→ AUFGABE:
Setze den Forumsbeitrag zu CODESYS auf dem Raspberry Pi nach seinem letzten Satz fort.

─── FORUMSBEITRAG

Ah, danke, das werde ich am WE dann erledigen und dann mal testen, heute geht nichts mehr.
Wäre super, wenn ihr das in eurer Kurzanleitung mit aufnehmen könntet, davon wußte ich gar nichts. Dauert eine Weile, ehe man so alle Infos zusammengekratzt hat. 
Schönen Vatertag wünsche ich.


----------



## HausSPSler (14 Mai 2015)

ähm, jau... des steht genau so im dem Pdf welches im Store als Beschreibung abrufbar ist und auch nach dem installieren des Packages hierneben allen Beispielen verfügbar ist:
"c:\Users\<DeinWindowsUserName>\CODESYS Control for Raspberry PI\2.1.1.0\RaspberryPI_de.pdf" Seite 5/20

Grüße


----------



## Ralle (15 Mai 2015)

HausSPSler schrieb:


> ähm, jau... des steht genau so im dem Pdf welches im Store als Beschreibung abrufbar ist und auch nach dem installieren des Packages hierneben allen Beispielen verfügbar ist:
> "c:\Users\<DeinWindowsUserName>\CODESYS Control for Raspberry PI\2.1.1.0\RaspberryPI_de.pdf" Seite 5/20
> 
> Grüße



Mist, das hatte ich befürchtet, bin zu däml... richtig zu lesen.

Ich hab in der Umgebung der Codesys-Beispiele gesucht. Dann vielen Dank noch einmal.

──────
─── DATENAUSZUG

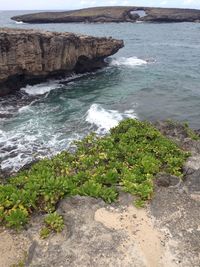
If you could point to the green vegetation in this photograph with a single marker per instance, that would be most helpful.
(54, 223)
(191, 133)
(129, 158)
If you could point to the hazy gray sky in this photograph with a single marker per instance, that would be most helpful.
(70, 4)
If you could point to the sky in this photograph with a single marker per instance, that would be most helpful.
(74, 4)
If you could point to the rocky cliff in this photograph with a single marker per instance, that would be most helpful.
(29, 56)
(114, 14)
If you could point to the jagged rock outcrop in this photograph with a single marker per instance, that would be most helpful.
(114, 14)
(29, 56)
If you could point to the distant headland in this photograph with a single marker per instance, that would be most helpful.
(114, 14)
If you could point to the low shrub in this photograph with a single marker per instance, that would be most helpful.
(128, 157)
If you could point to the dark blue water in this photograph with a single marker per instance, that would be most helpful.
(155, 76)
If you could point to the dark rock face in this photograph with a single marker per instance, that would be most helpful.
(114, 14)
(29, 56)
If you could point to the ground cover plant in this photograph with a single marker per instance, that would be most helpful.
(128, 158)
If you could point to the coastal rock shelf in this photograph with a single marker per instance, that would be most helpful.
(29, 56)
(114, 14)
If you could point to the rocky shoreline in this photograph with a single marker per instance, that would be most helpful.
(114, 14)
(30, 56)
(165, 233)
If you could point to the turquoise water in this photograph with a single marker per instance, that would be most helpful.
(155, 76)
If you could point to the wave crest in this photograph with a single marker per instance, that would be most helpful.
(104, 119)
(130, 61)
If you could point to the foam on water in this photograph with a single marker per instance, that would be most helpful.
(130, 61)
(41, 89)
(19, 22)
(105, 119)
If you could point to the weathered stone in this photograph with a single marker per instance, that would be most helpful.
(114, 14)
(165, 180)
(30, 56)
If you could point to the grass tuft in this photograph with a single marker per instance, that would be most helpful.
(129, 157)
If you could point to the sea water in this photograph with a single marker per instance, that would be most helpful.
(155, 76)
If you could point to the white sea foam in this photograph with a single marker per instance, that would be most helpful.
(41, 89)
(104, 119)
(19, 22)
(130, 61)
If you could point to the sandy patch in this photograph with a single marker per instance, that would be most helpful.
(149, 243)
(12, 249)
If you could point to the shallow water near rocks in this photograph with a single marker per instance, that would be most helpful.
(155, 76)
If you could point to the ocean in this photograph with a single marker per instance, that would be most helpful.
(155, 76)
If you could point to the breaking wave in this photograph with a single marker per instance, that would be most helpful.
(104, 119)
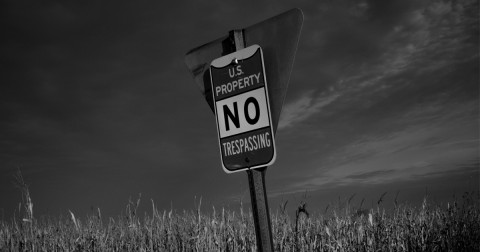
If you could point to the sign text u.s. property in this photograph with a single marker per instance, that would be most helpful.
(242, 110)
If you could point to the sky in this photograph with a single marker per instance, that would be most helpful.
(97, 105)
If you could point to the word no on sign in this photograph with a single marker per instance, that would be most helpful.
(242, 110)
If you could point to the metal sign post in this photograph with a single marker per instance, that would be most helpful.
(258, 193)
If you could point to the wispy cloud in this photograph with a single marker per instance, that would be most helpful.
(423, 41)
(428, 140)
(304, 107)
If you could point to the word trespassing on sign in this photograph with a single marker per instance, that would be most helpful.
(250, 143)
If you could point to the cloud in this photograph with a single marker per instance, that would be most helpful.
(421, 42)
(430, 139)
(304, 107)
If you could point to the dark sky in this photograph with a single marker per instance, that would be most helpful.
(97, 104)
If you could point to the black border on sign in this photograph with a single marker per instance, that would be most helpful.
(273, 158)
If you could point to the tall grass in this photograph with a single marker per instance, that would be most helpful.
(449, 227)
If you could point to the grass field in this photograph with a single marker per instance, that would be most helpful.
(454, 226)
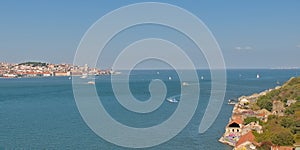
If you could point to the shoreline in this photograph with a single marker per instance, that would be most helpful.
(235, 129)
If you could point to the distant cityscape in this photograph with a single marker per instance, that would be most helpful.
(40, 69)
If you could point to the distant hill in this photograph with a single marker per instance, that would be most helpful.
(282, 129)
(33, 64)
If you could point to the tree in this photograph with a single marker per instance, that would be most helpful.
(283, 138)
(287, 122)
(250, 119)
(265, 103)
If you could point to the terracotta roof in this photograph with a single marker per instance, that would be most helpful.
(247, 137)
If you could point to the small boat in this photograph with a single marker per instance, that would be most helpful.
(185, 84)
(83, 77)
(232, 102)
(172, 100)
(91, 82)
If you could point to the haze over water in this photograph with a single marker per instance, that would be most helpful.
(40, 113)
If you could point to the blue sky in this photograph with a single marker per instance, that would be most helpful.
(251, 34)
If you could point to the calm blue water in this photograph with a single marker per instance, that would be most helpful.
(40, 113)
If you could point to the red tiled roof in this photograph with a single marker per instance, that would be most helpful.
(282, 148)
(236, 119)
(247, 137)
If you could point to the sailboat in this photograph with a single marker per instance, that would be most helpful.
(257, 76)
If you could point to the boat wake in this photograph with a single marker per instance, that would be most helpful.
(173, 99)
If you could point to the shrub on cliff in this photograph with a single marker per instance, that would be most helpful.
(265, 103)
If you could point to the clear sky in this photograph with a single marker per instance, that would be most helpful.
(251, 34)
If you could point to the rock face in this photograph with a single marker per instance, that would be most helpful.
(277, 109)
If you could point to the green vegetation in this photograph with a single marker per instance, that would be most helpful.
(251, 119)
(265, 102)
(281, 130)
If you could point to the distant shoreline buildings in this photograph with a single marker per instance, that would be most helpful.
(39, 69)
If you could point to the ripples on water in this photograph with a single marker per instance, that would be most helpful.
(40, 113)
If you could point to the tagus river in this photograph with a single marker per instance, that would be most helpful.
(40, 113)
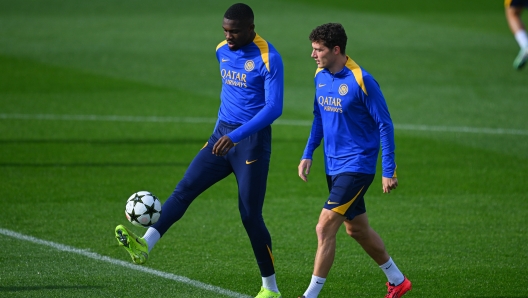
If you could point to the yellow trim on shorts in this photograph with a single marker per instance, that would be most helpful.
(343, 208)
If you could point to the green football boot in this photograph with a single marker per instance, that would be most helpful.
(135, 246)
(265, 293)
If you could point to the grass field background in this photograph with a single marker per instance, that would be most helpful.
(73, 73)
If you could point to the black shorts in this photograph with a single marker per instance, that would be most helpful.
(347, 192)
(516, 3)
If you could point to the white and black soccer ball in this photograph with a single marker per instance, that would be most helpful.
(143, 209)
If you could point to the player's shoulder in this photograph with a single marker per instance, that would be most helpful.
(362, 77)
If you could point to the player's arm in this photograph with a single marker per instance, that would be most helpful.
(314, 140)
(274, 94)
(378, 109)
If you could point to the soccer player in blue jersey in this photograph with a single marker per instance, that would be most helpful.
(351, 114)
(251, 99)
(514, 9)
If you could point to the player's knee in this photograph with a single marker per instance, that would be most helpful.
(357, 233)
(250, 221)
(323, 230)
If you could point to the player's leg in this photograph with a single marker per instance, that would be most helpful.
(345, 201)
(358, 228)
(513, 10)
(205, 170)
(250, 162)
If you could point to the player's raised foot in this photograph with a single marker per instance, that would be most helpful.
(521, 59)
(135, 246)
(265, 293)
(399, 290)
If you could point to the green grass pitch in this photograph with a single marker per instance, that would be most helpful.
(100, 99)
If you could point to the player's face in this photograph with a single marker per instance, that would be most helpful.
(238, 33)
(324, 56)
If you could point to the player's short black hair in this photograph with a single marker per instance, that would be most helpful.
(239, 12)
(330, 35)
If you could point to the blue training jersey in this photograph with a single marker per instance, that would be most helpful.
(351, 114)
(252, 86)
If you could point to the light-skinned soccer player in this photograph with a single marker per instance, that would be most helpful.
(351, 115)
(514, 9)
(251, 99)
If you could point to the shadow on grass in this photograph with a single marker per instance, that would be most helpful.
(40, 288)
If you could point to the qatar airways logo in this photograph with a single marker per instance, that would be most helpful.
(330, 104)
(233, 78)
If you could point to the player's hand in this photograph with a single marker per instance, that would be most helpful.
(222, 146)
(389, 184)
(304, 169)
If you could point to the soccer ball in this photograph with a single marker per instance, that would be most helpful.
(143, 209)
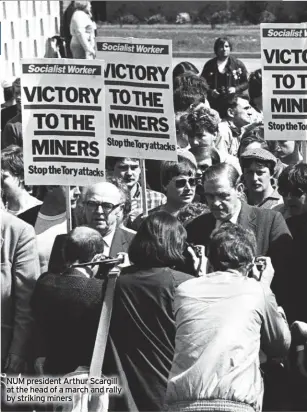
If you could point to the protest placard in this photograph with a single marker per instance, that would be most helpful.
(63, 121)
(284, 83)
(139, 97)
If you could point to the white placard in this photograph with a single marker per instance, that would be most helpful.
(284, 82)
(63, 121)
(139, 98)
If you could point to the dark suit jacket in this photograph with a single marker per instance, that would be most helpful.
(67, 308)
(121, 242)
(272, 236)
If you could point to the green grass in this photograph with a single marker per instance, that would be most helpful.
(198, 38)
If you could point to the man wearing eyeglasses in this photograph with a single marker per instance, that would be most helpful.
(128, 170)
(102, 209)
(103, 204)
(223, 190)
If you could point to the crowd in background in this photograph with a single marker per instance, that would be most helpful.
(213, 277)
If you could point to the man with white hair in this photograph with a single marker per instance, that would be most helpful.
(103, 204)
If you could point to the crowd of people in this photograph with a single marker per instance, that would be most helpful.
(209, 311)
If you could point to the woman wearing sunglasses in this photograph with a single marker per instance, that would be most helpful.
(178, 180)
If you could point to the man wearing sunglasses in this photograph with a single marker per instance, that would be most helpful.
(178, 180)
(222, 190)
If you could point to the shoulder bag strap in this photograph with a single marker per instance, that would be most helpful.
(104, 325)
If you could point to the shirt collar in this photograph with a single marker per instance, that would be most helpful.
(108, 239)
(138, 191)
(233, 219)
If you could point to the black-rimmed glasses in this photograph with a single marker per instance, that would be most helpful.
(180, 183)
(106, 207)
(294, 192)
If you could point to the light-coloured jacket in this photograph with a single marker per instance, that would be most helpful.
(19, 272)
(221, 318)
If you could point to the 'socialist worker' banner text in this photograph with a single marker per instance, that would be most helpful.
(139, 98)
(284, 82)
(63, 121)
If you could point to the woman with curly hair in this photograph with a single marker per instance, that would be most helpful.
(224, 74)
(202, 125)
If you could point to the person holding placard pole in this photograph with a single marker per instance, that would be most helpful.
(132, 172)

──────

→ ERGEBNIS:
Das GPS-Modul ist auch schon da. Erstmal muß ich etwas löten und dann mal sehen ob das am Raspi ordentlich läuft. Danach kommt irgendwann die Kür mit Codesys.


----------



## Ralle (15 Mai 2015)

Funktioniert nun auch mit dem Streaming. Im Intranet, gaz flott, zum Iphone (ebenfalls per WLAN) aber recht träge. Schätze, da muß man ein wenig an der Bildrate etc. rumspielen.
Na, war erst einmal nur ein Test, ist für Codesys nicht unbedingt erforderlich.

@HausSPSler

Wenn man neue Geräte per I2C einbinden will, gibt es da bei euch irgendwelche Informationen, wie man man das am Besten angeht?
Ich hab mit mal die Librarys angesehen, da benötigt man logischer Weise so einige Infos zu den Geräten, die man anschließen will.


----------



## HausSPSler (16 Mai 2015)

Hi,
ja and den Datenblättern wie wo und was gelesen und geschrieben wird kommt man fürchte ich nicht vorbei.
Wenn du ein SPI Gerät nimmst, kannst du seit der neuen Version mit folgendem Projekt:
"c:\Users\<deinWindowsUserName>\CODESYS Control for Raspberry PI\2.1.1.0\PiFace_FB.project"
SPI Geräte verwenden ohne das du eine Bibliothek machst, das soll dieses Beispiel anhand des PIFaces zeigen.
... vielleicht sollten wir das auch noch für I2C Geräte erstellen bzw das kann vielleicht auch jeder selber der es benötigt mit I2C machen.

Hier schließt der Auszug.